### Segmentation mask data
--*--

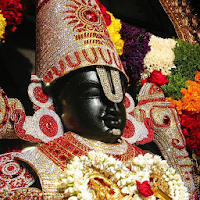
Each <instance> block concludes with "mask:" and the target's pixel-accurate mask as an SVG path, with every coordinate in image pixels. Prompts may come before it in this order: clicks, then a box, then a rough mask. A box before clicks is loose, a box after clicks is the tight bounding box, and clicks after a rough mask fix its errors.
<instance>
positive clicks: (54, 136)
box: [11, 75, 63, 143]
mask: <svg viewBox="0 0 200 200" xmlns="http://www.w3.org/2000/svg"><path fill="white" fill-rule="evenodd" d="M32 81H33V82H32V83H31V84H30V85H29V87H28V94H29V97H30V100H31V101H32V102H33V107H34V109H35V113H34V114H33V116H26V114H25V112H24V111H23V110H20V109H16V110H14V112H13V114H12V116H11V118H12V120H13V121H14V122H15V123H14V127H15V131H16V133H17V135H18V137H19V138H21V139H23V140H27V141H30V142H34V143H40V142H41V141H42V142H49V141H51V140H53V139H55V138H58V137H60V136H62V135H63V126H62V123H61V119H60V117H59V116H58V115H57V114H56V112H55V111H54V107H53V100H52V98H51V97H50V96H48V95H47V94H45V93H44V91H43V88H42V83H41V82H40V80H39V79H38V77H37V76H36V75H32Z"/></svg>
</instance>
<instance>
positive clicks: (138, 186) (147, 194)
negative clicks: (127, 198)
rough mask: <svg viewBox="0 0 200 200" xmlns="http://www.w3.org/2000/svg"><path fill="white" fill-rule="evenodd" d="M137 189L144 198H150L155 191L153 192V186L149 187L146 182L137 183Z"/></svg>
mask: <svg viewBox="0 0 200 200" xmlns="http://www.w3.org/2000/svg"><path fill="white" fill-rule="evenodd" d="M136 184H137V189H138V190H139V192H140V194H141V195H142V196H144V197H149V196H152V195H153V191H152V190H151V186H150V185H149V183H148V181H144V182H142V183H140V182H139V181H136Z"/></svg>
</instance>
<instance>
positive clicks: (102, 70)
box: [96, 66, 123, 103]
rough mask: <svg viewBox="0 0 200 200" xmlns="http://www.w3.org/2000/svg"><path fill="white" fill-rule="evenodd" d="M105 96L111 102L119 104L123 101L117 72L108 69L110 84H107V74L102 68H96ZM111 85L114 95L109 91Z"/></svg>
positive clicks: (122, 94) (107, 82)
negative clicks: (113, 91) (111, 85)
mask: <svg viewBox="0 0 200 200" xmlns="http://www.w3.org/2000/svg"><path fill="white" fill-rule="evenodd" d="M96 70H97V74H98V76H99V79H100V82H101V85H102V87H103V91H104V94H105V96H106V97H107V98H108V99H109V100H110V101H112V102H115V103H120V102H121V101H122V100H123V91H122V85H121V79H120V75H119V71H117V70H113V69H110V73H111V80H112V83H110V82H109V78H108V74H107V72H106V69H105V68H104V67H99V66H98V67H96ZM111 84H112V85H113V90H114V93H113V92H112V89H111Z"/></svg>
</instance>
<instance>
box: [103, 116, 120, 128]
mask: <svg viewBox="0 0 200 200" xmlns="http://www.w3.org/2000/svg"><path fill="white" fill-rule="evenodd" d="M102 119H103V120H104V122H105V125H106V126H108V127H109V128H119V127H120V125H121V122H122V120H121V118H120V117H119V116H113V115H105V116H103V117H102Z"/></svg>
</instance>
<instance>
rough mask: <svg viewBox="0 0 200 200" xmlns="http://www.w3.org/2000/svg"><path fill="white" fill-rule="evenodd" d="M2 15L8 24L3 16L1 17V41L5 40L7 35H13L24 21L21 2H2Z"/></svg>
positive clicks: (6, 1) (0, 13) (19, 1)
mask: <svg viewBox="0 0 200 200" xmlns="http://www.w3.org/2000/svg"><path fill="white" fill-rule="evenodd" d="M0 11H1V13H0V15H3V18H4V19H6V24H5V22H3V21H4V19H2V16H1V17H0V25H1V26H0V27H1V28H0V39H5V38H6V36H7V35H9V34H11V33H13V32H14V31H15V30H16V29H17V26H18V25H19V24H20V23H21V21H22V11H23V7H22V3H21V0H4V1H1V2H0Z"/></svg>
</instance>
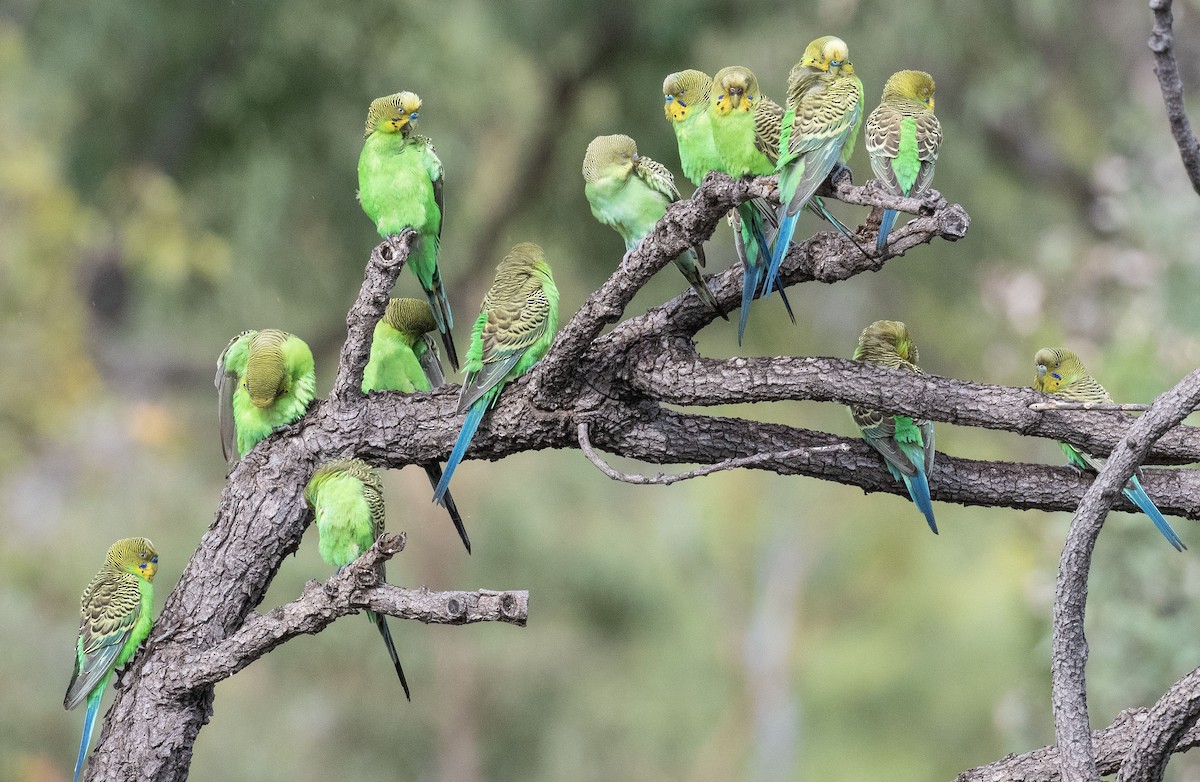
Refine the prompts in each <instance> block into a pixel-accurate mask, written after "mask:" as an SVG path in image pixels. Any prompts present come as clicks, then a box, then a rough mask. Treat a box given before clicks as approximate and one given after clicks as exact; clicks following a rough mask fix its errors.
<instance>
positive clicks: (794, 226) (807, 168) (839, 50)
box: [766, 35, 863, 284]
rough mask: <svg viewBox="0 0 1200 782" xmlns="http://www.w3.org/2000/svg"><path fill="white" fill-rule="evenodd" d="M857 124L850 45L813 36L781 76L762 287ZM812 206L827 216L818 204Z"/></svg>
mask: <svg viewBox="0 0 1200 782" xmlns="http://www.w3.org/2000/svg"><path fill="white" fill-rule="evenodd" d="M862 125H863V83H862V82H860V80H859V79H858V77H857V76H854V66H853V65H851V62H850V47H847V46H846V42H845V41H842V40H841V38H838V37H834V36H832V35H827V36H824V37H821V38H817V40H816V41H814V42H812V43H810V44H809V46H808V47H806V48H805V49H804V55H803V56H802V58H800V61H799V62H797V64H796V65H794V66H792V72H791V74H790V76H788V77H787V113H786V114H785V115H784V121H782V132H781V138H780V155H779V163H778V166H776V172H778V173H779V199H780V200H781V201H782V205H781V206H780V207H779V233H778V234H775V246H774V248H772V253H770V267H769V270H768V275H767V281H766V282H767V283H768V284H769V283H770V282H772V281H774V278H775V276H776V275H778V273H779V266H780V264H782V263H784V255H786V254H787V247H788V245H790V243H791V241H792V234H793V233H796V223H797V221H799V218H800V210H802V209H804V206H805V205H806V204H809V201H810V200H812V197H814V194H815V193H816V192H817V187H820V186H821V182H823V181H824V180H826V178H828V176H829V173H830V172H832V170H833V169H834V167H836V166H846V164H847V163H848V162H850V155H851V152H853V151H854V142H856V140H857V139H858V130H859V127H862ZM815 206H816V207H817V211H818V212H820V213H822V215H824V216H827V217H828V212H827V211H826V210H824V207H823V206H822V205H821V204H820V201H817V203H816V204H815ZM835 224H836V223H835ZM839 230H842V229H840V228H839ZM842 233H844V234H847V235H848V233H847V231H845V230H842Z"/></svg>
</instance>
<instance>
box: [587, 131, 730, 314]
mask: <svg viewBox="0 0 1200 782" xmlns="http://www.w3.org/2000/svg"><path fill="white" fill-rule="evenodd" d="M583 182H584V184H583V194H584V195H586V197H587V199H588V204H589V205H590V206H592V215H593V216H594V217H595V218H596V219H598V221H600V222H601V223H604V224H605V225H610V227H612V228H614V229H616V230H617V233H618V234H620V237H622V239H624V240H625V254H629V253H631V252H634V249H635V248H636V247H637V243H638V242H640V241H642V239H644V237H646V235H647V234H649V233H650V231H652V230H654V227H655V225H656V224H658V222H659V219H660V218H661V217H662V215H664V213H666V211H667V206H668V205H671V204H673V203H676V201H677V200H679V191H678V190H677V188H676V186H674V178H673V176H672V175H671V172H668V170H667V169H666V167H665V166H661V164H660V163H655V162H654V161H653V160H650V158H649V157H646V156H644V155H638V154H637V144H636V143H635V142H634V139H631V138H629V137H628V136H598V137H596V138H594V139H592V143H590V144H588V151H587V154H586V155H584V156H583ZM674 264H676V266H677V267H678V269H679V271H680V272H683V276H684V278H685V279H686V281H688V282H689V283H690V284H691V287H692V289H694V290H695V291H696V295H697V296H700V300H701V301H703V302H704V303H706V305H708V306H709V308H712V309H713V311H714V312H715V313H716V314H719V315H720V317H722V318H725V319H726V320H728V318H726V315H725V313H724V312H721V307H720V305H718V303H716V300H715V299H713V294H712V291H709V290H708V285H706V284H704V278H703V277H701V276H700V266H703V265H704V249H703V247H702V246H701V245H696V246H695V247H692V248H691V249H686V251H684V252H683V253H682V254H680V255H679V257H677V258H676V259H674Z"/></svg>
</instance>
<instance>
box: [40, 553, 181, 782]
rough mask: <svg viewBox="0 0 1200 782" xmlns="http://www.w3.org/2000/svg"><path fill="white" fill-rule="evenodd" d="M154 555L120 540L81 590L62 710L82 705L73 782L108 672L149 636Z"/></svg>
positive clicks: (96, 710) (151, 614) (99, 706)
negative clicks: (76, 634)
mask: <svg viewBox="0 0 1200 782" xmlns="http://www.w3.org/2000/svg"><path fill="white" fill-rule="evenodd" d="M156 572H158V552H156V551H155V549H154V545H152V543H151V542H150V541H148V540H146V539H144V537H125V539H122V540H119V541H116V542H115V543H113V545H112V546H110V547H109V548H108V553H107V554H106V555H104V566H103V567H101V569H100V572H98V573H96V577H95V578H92V579H91V583H90V584H88V588H86V589H84V590H83V597H82V598H80V601H79V640H78V642H77V643H76V668H74V673H73V674H71V684H70V686H67V694H66V698H64V700H62V705H64V708H66V709H68V710H70V709H74V708H76V706H78V705H79V704H80V703H83V702H84V700H86V702H88V712H86V715H85V716H84V718H83V739H82V740H80V741H79V756H78V757H77V758H76V772H74V782H79V772H80V771H83V760H84V758H85V757H86V756H88V744H89V742H90V741H91V730H92V728H94V727H95V726H96V715H97V714H98V712H100V700H101V698H103V697H104V690H106V688H107V687H108V680H109V679H110V678H112V675H113V672H114V670H115V669H116V668H120V667H121V666H124V664H125V663H126V662H128V661H130V658H131V657H132V656H133V652H136V651H137V650H138V646H139V645H142V642H143V640H145V638H146V636H149V634H150V625H151V624H152V622H154V615H152V614H154V584H152V582H154V575H155V573H156Z"/></svg>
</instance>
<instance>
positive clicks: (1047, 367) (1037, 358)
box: [1033, 348, 1187, 552]
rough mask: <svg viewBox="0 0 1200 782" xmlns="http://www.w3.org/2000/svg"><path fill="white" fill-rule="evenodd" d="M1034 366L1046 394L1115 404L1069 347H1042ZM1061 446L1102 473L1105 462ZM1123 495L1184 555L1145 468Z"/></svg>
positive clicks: (1096, 469)
mask: <svg viewBox="0 0 1200 782" xmlns="http://www.w3.org/2000/svg"><path fill="white" fill-rule="evenodd" d="M1033 365H1034V367H1036V369H1037V374H1036V377H1034V378H1033V387H1034V389H1037V390H1038V391H1042V392H1043V393H1049V395H1050V396H1054V397H1058V398H1061V399H1068V401H1070V402H1097V403H1110V402H1112V397H1110V396H1109V392H1108V391H1105V390H1104V386H1102V385H1100V384H1099V383H1098V381H1097V380H1096V378H1093V377H1092V375H1091V373H1090V372H1088V371H1087V369H1086V368H1085V367H1084V362H1082V361H1080V359H1079V356H1078V355H1075V354H1074V353H1072V351H1070V350H1067V349H1066V348H1042V349H1040V350H1038V353H1037V355H1036V356H1033ZM1058 445H1060V446H1061V447H1062V452H1063V453H1066V455H1067V461H1068V462H1069V463H1070V465H1072V467H1074V468H1075V469H1079V470H1085V471H1087V473H1099V471H1100V469H1102V468H1103V467H1104V459H1102V458H1099V457H1096V456H1092V455H1091V453H1087V452H1086V451H1082V450H1080V449H1078V447H1075V446H1074V445H1070V444H1069V443H1058ZM1121 493H1122V494H1124V495H1126V499H1128V500H1129V501H1130V503H1133V504H1134V505H1136V506H1138V507H1139V509H1141V512H1144V513H1145V515H1146V516H1148V517H1150V521H1152V522H1154V527H1157V528H1158V531H1159V533H1162V534H1163V537H1165V539H1166V541H1168V542H1169V543H1170V545H1171V546H1174V547H1175V551H1178V552H1182V551H1183V549H1186V548H1187V546H1184V545H1183V541H1182V540H1180V536H1178V534H1177V533H1176V531H1175V529H1174V528H1172V527H1171V524H1170V523H1169V522H1168V521H1166V518H1165V517H1164V516H1163V512H1162V511H1159V510H1158V506H1157V505H1154V503H1153V500H1151V499H1150V495H1148V494H1146V489H1145V488H1142V486H1141V468H1139V469H1136V470H1134V474H1133V476H1132V477H1130V479H1129V482H1128V483H1126V486H1124V488H1123V489H1121Z"/></svg>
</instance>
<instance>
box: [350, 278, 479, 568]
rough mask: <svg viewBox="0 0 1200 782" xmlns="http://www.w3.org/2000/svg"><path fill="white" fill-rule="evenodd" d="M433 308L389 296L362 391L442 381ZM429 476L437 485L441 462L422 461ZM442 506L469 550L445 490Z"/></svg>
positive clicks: (461, 516) (434, 384) (452, 504)
mask: <svg viewBox="0 0 1200 782" xmlns="http://www.w3.org/2000/svg"><path fill="white" fill-rule="evenodd" d="M437 327H438V326H437V321H434V320H433V311H432V309H430V305H428V303H427V302H425V301H422V300H420V299H392V300H391V301H389V302H388V309H386V311H385V312H384V314H383V318H380V319H379V323H377V324H376V330H374V337H373V338H372V339H371V357H370V359H368V360H367V366H366V368H365V369H364V371H362V392H364V393H366V392H368V391H403V392H404V393H413V392H414V391H430V390H432V389H438V387H440V386H442V384H443V383H445V378H444V377H443V374H442V363H440V361H438V348H437V344H434V342H433V339H432V337H430V336H428V335H430V332H432V331H437ZM422 467H424V468H425V474H426V475H427V476H428V479H430V486H437V485H438V481H440V480H442V465H440V464H438V463H437V462H430V463H428V464H425V465H422ZM445 509H446V511H448V512H449V513H450V521H452V522H454V528H455V529H456V530H458V537H460V539H462V545H463V546H466V547H467V553H468V554H469V553H470V539H469V537H468V536H467V528H466V527H464V525H463V523H462V516H460V513H458V507H457V506H456V505H455V503H454V498H452V497H450V493H449V492H446V495H445Z"/></svg>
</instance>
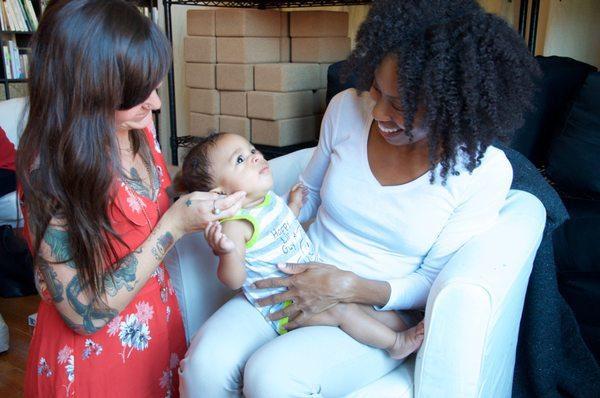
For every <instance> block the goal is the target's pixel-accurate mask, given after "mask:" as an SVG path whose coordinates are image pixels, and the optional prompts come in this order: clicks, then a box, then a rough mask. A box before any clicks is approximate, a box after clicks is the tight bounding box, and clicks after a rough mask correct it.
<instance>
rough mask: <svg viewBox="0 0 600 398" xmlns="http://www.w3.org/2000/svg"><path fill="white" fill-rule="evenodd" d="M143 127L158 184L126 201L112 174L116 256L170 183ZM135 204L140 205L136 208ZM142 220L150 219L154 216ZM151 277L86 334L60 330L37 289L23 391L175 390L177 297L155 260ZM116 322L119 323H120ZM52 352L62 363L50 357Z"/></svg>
mask: <svg viewBox="0 0 600 398" xmlns="http://www.w3.org/2000/svg"><path fill="white" fill-rule="evenodd" d="M145 133H146V138H147V142H148V145H149V148H150V151H151V153H152V156H153V159H154V165H155V166H157V168H156V170H155V171H154V172H153V173H154V174H155V176H156V175H157V176H160V177H159V178H160V181H161V185H160V191H159V194H158V195H157V199H156V200H155V201H150V200H146V198H145V197H141V196H138V195H135V196H136V197H137V198H139V200H140V203H141V204H140V203H136V202H134V201H132V200H130V201H129V202H128V201H127V198H128V197H129V196H131V195H130V193H133V192H131V190H128V189H126V188H125V186H124V185H122V183H123V181H122V180H121V179H119V178H115V181H114V186H113V188H114V192H115V198H114V200H113V201H112V202H111V204H110V209H109V211H108V212H107V215H108V216H109V217H110V220H111V225H113V226H114V228H115V232H116V233H117V235H118V236H120V237H121V238H122V239H123V242H125V245H122V244H120V242H118V241H116V240H115V241H114V243H115V247H116V248H117V253H115V257H116V258H123V257H125V256H127V255H128V254H130V252H131V249H130V248H133V247H138V246H139V245H140V244H142V243H143V242H144V240H145V239H147V237H148V235H149V234H150V230H149V228H148V225H147V220H146V219H145V217H144V216H145V213H144V212H146V213H148V214H152V215H154V214H156V215H157V217H158V218H157V220H158V219H160V217H161V216H162V215H163V214H164V212H165V211H166V210H167V209H168V208H169V198H168V195H167V193H166V188H167V187H168V186H169V185H170V183H171V182H170V178H169V173H168V171H167V167H166V165H165V163H164V159H162V157H161V156H160V155H159V154H158V153H157V151H155V144H154V143H153V141H152V135H151V131H150V129H146V130H145ZM157 149H158V148H157ZM159 167H160V168H159ZM128 191H130V192H128ZM142 204H143V205H145V206H144V207H142V206H143V205H142ZM136 211H137V212H136ZM150 221H151V223H153V222H154V221H155V220H154V219H151V220H150ZM111 242H112V240H111ZM153 276H154V277H153V278H151V279H150V280H149V281H148V282H147V283H146V284H145V285H144V286H143V287H141V289H140V291H139V292H138V293H137V295H136V298H135V299H134V300H132V302H131V303H129V305H127V307H126V309H124V310H123V311H122V312H121V313H119V314H118V315H117V316H115V317H114V318H113V319H111V320H110V322H108V323H107V325H105V327H104V328H103V329H104V331H100V332H98V333H95V334H93V335H91V336H84V335H79V334H77V333H75V332H70V331H68V330H66V329H65V323H64V321H63V320H62V319H61V317H60V314H59V313H58V312H57V309H56V308H55V304H54V302H53V301H52V300H50V298H49V295H48V294H45V295H44V297H45V298H46V299H45V300H42V302H41V303H40V307H39V310H38V326H37V328H36V329H37V330H38V333H35V334H34V336H33V338H32V341H31V344H30V347H29V355H28V360H27V371H26V378H25V379H26V382H25V383H24V385H23V389H24V395H25V396H28V397H55V396H58V397H61V396H64V395H65V392H68V394H69V396H70V397H73V395H76V396H79V395H80V396H85V397H104V396H115V397H117V396H119V397H120V396H123V397H137V396H139V395H140V392H141V391H144V398H163V397H165V396H171V397H176V396H178V384H179V383H178V382H179V377H178V376H179V375H178V373H177V369H175V370H172V369H171V359H172V358H171V357H170V354H171V353H172V352H174V353H177V355H178V357H179V358H183V356H184V355H185V351H186V344H185V332H184V329H183V323H182V319H181V313H180V311H179V310H178V304H177V299H176V297H175V295H173V296H170V295H168V293H169V290H170V289H169V285H168V284H167V281H168V280H169V275H168V273H167V271H166V269H165V267H164V265H162V264H161V266H160V267H158V268H157V270H156V274H155V275H153ZM159 277H160V283H159ZM162 287H165V289H164V291H165V292H166V293H167V296H168V302H167V303H163V301H162V298H161V294H160V292H161V288H162ZM163 295H164V293H163ZM167 307H169V309H167ZM165 314H169V315H167V317H169V321H168V322H166V321H165V320H166V318H165ZM128 315H129V316H130V317H129V319H127V316H128ZM136 319H137V322H136ZM127 320H129V324H128V325H127ZM144 321H145V322H144ZM122 324H123V325H122ZM122 326H123V329H127V330H122ZM127 326H128V327H127ZM41 331H43V332H41ZM150 336H151V337H152V338H151V339H150V338H149V337H150ZM121 337H123V341H122V339H121ZM128 344H130V345H128ZM65 346H67V348H66V349H64V347H65ZM144 347H146V348H145V349H143V348H144ZM63 349H64V351H63ZM140 349H143V351H140ZM60 351H62V353H61V355H60V360H61V362H62V364H59V363H58V360H59V358H58V354H59V352H60ZM85 358H87V359H85ZM175 358H176V357H175V356H173V363H174V362H176V360H175ZM84 369H85V372H84ZM165 370H167V372H166V373H165V377H164V380H163V385H164V386H165V387H166V388H164V389H163V388H161V387H160V385H159V382H160V380H161V379H162V376H163V374H164V372H165ZM99 375H101V376H102V377H98V376H99ZM140 376H143V377H140ZM107 380H108V381H109V383H108V385H107V384H106V381H107ZM117 381H118V382H117ZM75 382H77V384H76V383H75ZM0 389H1V388H0ZM67 389H68V391H67ZM0 398H2V397H0Z"/></svg>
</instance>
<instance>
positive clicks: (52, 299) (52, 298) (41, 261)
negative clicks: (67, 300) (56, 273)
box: [37, 258, 64, 303]
mask: <svg viewBox="0 0 600 398" xmlns="http://www.w3.org/2000/svg"><path fill="white" fill-rule="evenodd" d="M37 265H38V269H39V272H40V273H41V274H42V276H43V278H44V281H45V282H46V288H47V289H48V293H50V297H52V301H54V302H55V303H60V302H62V301H63V300H64V291H63V290H64V289H63V285H62V282H61V281H60V280H59V279H58V277H57V274H56V271H54V268H52V267H51V266H50V265H49V264H48V262H47V261H46V260H44V259H43V258H40V260H39V261H38V264H37ZM40 285H41V284H40V283H39V282H38V286H40ZM39 289H40V288H39V287H38V290H39Z"/></svg>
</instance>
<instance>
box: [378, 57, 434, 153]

--*--

### PROBLEM DESCRIPTION
Going back to the entries above, set down exactly the lines that begin at the one with "positive clicks: (96, 710)" and end at the one with "box: [1033, 348, 1187, 552]", both included, and nothing else.

### REPLY
positive clicks: (96, 710) (151, 614) (99, 706)
negative clicks: (76, 634)
mask: <svg viewBox="0 0 1200 782" xmlns="http://www.w3.org/2000/svg"><path fill="white" fill-rule="evenodd" d="M156 572H158V552H156V551H155V549H154V545H152V543H151V542H150V541H148V540H146V539H144V537H125V539H122V540H119V541H116V542H115V543H113V545H112V546H110V547H109V548H108V553H107V554H106V555H104V566H103V567H101V569H100V572H98V573H96V577H95V578H92V579H91V583H90V584H88V588H86V589H84V590H83V597H82V598H80V601H79V640H78V642H77V643H76V668H74V673H73V674H71V684H70V686H67V694H66V698H64V700H62V705H64V708H66V709H68V710H70V709H74V708H76V706H78V705H79V704H80V703H83V702H84V700H86V702H88V712H86V715H85V716H84V718H83V739H82V740H80V741H79V756H78V757H77V758H76V772H74V782H79V772H80V771H83V760H84V758H85V757H86V756H88V744H89V742H90V741H91V730H92V728H94V727H95V726H96V715H97V714H98V712H100V700H101V698H103V697H104V690H106V688H107V687H108V680H109V679H110V678H112V675H113V672H114V670H115V669H116V668H120V667H121V666H124V664H125V663H126V662H128V661H130V658H131V657H132V656H133V652H136V651H137V650H138V646H139V645H142V642H143V640H145V638H146V636H149V634H150V625H151V624H152V622H154V615H152V614H154V584H152V582H154V575H155V573H156Z"/></svg>
</instance>
<instance>
positive clicks: (1047, 367) (1037, 358)
box: [1033, 348, 1187, 552]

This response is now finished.